- Consignes
1 – Recopiez le passage de l'article sur le mannequinat en commençant à «Ce qui était» et en terminant à «font avec assurance.».
2 – Répondez à ces questions sur l'article consacré au mannequinat :
(a) Quel âge a Sara Lazarevic ?
(b) Combien de stations de coiffure et de maquillage sont occupées ?
(c) Combien de chambres compte la finca ?
3 – Prolongez l'article sur le camp de mannequins à Majorque après sa dernière phrase.

«Pourquoi les mannequins devraient-ils se faire crier dessus sur un plateau de télé?» C'est la question rhétorique que pose Sara Lazarevic, regardant avec assurance la caméra de l'équipe de reporters de la RTL, média belge.
Ce qui était la norme depuis des décennies dans le monde rugueux du mannequinat est en train de changer. Lors des castings et des séances photo, le respect et la considération deviennent de plus en plus importants. Ce sont surtout les mannequins de la gen Z qui revendiquent leurs droits, et ils le font avec assurance.
Sara Lazarevic dit militer «pour une ambiance de bienveillance sur les plateaux», tout en maîtrisant parfaitement les codes de l’univers de la mode. À 38 ans, elle est elle-même mannequin, entrepreneuse, et co-organisatrice de la Zurich Fashion Week, prévue pour l’année prochaine. Elle répond aux questions des journalistes présents comme si elle récitait un mantra, de manière quasi-méditative.
Il est 10 heures du matin, dans les alentours d’un village pittoresque de l'île de Majorque, Montuïri, à environ une demi-heure de Palma. Dans cette «villa à 7 millions d’euros», comme aime le souligner Sara Lazarevic, se déroule aujourd’hui une partie de son camp de mannequins qui dure trois jours. L'équipe d’une vingtaine de personnes est déjà très active. Cinq stations de coiffure et de maquillage sont occupées. Des femmes encore fatiguées sont maquillées et coiffées, transformées jusqu’à la perfection. Une odeur de cheveux lissés au fer et de maquillage poudré flotte dans l’air.
Sur la véranda de cette finca de dix chambres, des stylistes, pantalons larges en lin noir et baskets, déplacent des portants à l’ombre, ajustent des ourlets de jupes, habillent de jeunes gens élancés et sélectionnent, parmi des kilomètres d’accessoires et de bijoux étalés sur une table en bois, les gadgets nécessaires à un look parfait.

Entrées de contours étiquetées
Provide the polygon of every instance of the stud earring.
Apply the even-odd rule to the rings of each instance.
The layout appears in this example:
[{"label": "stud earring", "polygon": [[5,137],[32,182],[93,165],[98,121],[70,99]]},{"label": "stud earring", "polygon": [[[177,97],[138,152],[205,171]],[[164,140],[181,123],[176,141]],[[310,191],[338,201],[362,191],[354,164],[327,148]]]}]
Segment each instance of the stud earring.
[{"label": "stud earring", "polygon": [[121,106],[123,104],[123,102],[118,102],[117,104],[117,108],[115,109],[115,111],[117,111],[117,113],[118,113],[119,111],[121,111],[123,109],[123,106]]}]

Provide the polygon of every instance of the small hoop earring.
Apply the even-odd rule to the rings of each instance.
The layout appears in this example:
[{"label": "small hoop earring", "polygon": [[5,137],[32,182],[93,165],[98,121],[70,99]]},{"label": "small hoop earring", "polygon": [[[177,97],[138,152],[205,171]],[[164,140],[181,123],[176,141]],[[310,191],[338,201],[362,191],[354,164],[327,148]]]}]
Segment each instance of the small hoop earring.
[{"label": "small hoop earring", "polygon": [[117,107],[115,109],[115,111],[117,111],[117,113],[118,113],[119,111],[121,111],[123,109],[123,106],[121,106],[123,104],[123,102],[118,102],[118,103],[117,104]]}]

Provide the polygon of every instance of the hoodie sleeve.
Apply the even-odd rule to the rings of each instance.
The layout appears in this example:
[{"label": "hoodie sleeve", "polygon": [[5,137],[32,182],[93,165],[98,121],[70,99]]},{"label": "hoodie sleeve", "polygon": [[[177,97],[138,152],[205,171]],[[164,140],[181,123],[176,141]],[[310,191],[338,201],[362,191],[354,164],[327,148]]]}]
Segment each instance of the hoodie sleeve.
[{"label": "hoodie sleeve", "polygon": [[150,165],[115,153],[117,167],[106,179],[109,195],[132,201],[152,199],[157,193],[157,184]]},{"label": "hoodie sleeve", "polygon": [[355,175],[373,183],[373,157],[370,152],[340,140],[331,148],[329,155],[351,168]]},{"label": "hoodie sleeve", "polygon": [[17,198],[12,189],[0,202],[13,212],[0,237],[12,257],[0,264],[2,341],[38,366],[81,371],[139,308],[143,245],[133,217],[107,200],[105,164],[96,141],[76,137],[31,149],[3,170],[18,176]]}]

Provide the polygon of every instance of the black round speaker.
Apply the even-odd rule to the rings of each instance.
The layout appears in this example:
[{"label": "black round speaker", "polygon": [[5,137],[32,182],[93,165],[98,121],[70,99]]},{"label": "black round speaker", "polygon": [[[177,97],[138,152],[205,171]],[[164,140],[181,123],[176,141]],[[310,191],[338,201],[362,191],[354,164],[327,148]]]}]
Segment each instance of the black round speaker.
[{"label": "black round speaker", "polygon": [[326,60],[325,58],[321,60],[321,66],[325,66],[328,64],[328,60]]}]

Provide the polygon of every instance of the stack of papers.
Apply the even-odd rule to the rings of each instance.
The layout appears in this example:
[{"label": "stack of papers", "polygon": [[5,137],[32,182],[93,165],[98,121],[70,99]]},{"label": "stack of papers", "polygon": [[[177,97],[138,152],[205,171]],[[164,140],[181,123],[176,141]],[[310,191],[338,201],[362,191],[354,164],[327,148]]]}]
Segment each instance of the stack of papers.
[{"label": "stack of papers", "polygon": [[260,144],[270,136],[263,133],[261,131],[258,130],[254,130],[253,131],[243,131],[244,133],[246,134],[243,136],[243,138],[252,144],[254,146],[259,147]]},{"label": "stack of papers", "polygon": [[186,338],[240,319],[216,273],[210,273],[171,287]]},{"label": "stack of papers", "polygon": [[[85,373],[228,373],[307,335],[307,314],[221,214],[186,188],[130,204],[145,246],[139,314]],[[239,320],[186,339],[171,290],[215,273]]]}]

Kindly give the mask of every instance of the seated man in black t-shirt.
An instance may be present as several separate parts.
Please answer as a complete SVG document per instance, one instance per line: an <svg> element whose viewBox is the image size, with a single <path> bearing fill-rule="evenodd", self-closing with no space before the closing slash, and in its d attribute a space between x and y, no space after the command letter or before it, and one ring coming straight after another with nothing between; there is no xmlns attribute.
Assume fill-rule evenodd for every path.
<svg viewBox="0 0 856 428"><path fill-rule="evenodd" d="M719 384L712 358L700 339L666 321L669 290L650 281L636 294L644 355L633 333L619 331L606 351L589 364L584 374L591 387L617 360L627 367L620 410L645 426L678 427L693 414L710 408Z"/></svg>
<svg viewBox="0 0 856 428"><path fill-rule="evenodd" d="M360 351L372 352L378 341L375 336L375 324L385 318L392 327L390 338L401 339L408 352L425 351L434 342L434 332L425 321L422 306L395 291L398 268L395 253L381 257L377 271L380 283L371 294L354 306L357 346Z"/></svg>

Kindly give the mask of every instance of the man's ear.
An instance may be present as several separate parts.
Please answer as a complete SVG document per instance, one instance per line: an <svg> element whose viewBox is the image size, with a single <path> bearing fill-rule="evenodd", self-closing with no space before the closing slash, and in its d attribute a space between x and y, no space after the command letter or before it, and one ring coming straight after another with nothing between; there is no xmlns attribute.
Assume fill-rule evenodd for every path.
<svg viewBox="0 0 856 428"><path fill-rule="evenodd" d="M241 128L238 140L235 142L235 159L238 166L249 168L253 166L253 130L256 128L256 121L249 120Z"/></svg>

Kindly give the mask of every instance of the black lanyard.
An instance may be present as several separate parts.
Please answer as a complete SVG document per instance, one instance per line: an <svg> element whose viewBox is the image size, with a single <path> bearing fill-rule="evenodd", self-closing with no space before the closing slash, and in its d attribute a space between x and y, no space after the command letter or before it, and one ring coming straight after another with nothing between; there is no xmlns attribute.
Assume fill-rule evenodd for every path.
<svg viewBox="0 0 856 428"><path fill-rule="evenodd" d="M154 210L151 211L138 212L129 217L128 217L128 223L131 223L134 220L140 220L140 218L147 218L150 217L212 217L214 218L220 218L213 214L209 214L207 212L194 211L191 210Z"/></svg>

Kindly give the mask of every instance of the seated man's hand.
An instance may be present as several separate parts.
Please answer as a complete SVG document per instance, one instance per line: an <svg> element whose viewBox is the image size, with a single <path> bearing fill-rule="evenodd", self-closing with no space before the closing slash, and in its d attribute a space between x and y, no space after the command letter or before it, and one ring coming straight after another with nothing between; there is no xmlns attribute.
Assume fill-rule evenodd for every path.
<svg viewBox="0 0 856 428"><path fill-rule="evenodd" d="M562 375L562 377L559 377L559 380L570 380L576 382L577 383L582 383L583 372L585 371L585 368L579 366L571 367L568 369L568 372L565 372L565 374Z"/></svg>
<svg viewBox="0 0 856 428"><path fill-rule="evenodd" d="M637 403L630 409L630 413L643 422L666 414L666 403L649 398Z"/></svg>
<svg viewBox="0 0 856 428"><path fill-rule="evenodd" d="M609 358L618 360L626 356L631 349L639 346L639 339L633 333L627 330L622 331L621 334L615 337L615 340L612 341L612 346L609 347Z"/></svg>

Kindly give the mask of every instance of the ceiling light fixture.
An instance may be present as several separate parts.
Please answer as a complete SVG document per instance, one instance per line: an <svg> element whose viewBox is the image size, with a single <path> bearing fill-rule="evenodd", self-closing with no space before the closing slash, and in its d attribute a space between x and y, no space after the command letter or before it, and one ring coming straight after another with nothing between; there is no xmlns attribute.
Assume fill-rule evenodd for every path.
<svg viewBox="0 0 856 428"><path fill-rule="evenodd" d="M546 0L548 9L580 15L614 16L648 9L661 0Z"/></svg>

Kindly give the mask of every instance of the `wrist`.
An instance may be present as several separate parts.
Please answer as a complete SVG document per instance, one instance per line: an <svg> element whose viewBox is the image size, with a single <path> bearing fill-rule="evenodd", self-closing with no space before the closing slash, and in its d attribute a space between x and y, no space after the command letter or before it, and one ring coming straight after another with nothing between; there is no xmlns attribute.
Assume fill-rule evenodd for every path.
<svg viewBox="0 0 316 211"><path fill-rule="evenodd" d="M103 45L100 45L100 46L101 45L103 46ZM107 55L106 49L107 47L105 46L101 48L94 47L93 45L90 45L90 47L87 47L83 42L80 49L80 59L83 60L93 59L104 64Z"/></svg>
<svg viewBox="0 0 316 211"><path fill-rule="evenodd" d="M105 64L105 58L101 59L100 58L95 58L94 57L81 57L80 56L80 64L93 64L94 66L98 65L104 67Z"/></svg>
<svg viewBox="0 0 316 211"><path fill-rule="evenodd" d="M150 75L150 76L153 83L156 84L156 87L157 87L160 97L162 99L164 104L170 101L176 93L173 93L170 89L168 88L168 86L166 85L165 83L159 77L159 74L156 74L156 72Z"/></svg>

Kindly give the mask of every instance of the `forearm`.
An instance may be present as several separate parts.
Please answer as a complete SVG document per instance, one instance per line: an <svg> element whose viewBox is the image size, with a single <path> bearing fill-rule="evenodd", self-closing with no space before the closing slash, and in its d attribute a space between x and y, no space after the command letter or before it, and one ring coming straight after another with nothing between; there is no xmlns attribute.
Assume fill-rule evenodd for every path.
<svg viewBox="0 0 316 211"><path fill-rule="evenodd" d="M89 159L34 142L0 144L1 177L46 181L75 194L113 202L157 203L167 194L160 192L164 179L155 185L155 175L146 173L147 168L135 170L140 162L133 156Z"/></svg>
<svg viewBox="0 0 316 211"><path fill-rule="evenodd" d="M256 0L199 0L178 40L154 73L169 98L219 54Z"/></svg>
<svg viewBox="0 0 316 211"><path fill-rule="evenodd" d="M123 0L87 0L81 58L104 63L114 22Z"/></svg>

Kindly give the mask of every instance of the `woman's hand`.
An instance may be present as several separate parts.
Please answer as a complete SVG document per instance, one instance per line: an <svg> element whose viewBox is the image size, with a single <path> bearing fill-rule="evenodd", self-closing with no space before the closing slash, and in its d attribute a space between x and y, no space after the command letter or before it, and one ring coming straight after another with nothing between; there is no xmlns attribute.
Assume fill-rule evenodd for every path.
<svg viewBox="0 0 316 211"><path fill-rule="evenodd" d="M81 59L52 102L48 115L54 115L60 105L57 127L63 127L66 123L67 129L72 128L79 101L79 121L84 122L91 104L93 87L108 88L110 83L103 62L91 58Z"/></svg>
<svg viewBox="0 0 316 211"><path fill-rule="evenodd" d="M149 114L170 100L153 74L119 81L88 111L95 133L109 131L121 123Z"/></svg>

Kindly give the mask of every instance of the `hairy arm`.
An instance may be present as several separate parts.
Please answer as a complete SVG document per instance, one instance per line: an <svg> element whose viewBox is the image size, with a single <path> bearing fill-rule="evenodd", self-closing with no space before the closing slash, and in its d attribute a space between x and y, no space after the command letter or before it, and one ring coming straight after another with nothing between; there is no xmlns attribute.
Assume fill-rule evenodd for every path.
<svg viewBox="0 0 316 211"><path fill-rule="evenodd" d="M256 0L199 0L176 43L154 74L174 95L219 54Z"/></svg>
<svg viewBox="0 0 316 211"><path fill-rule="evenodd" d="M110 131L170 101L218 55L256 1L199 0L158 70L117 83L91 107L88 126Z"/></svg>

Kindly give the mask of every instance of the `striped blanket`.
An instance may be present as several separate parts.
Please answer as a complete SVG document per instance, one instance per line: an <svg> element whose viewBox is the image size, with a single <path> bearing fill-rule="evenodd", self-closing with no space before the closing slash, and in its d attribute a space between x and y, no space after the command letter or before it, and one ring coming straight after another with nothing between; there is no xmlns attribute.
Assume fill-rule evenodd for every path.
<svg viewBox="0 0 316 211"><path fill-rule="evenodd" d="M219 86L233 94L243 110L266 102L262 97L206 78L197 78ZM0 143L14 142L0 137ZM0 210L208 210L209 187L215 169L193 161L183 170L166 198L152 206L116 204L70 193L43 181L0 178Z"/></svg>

- Résultats
1 –
Ce qui était la norme depuis des décennies dans le monde rugueux du mannequinat est en train de changer. Lors des castings et des séances photo, le respect et la considération deviennent de plus en plus importants. Ce sont surtout les mannequins de la gen Z qui revendiquent leurs droits, et ils le font avec assurance.

2 –
(a) 38 ans.
(b) Cinq.
(c) Dix.

3 –
C’est le deuxième jour du camp de mannequins proposé par Sara Lazarevic via ses agences Model Boutique et Connect 4 Fashion. Des noms explicites, car Sara Lazarevic veut créer du lien entre les mannequins et l’industrie. Le programme s’intitule Portfolio Power Days. Sept participantes venues de Suisse, d’Espagne, des Pays-Bas et d’Allemagne ont payé 2300 euros (sans les vols) pour y participer. Sont inclus dans ce forfait: l'hébergement en pension complète dans une villa de mannequins, l'entraînement au défilé, des conseils en networking, du marketing et de la stratégie, des séances de coaching et des séances photo. Au total, trois journées d’immersion complète dans un environnement simulant des jobs réels de mannequin.
À l’issue du séjour, les participantes rentreront chez elles avec des photos professionnelles réalisées par des photographes professionnels. Une partie de ces images sera publiée dans des magazines tels que Harper’s Bazaar et Elle.
Un rêve pour de nombreux jeunes, alors que les émissions de casting et de télé-réalité comme Next Top Model battent leur plein. Et les thématiques abordées semblent coller à l’air du temps: comment interagir avec des chasseurs de têtes, des stylistes, des journalistes, des photographes? Comment faire du réseautage intelligent? Comment savoir où et quand ont lieu les castings? Dans quelle catégorie se situer : éditorial, publicité, sport, défilés? Et surtout, que faut-il savoir faire pour tenir durant plusieurs heures durant un shooting, physiquement et mentalement?
Cinq Porsche sont garées devant l’entrée. Un DJ passe une musique aux basses douces parfaitement calibrée. Dans le tumulte ambiant, on entend beaucoup de gens parler anglais avec divers accents, mais aussi régulièrement de l’allemand. Sur les marches, la coach pour mannequins et influenceuses Viola Push guide les quelque quarante participants d’un casting en libre accès (Opencall), destiné à recruter des modèles pour un défilé le lendemain. Elle leur fait faire des exercices où ils posent. Il faut tendre la jambe gauche, fléchir la hanche droite, hausser une épaule, baisser l’autre, regarder l’objectif, lever les bras au-dessus de la tête, tout cela en synchronisation avec le déclencheur de l’appareil.
Viola Push compte 255 000 abonnés sur Instagram, et sait parfaitement se mettre en scène. Elle explique:
La scène est un mélange entre Top Model et La Nouvelle Star.
Les sept protégées de Sara Lazarevic, toutes des femmes, se mêlent aux autres mannequins. Comparées à certaines des castées, elles ont déjà des allures de professionnelles. C'est le cas d'Angelique Swan, 29 ans. Originaire de Cologne, elle a découvert le camp sur les réseaux sociaux et a été tout de suite emballée à l'idée d'y assister. «Il faut être intelligent et en forme pour travailler comme mannequin», dit-elle.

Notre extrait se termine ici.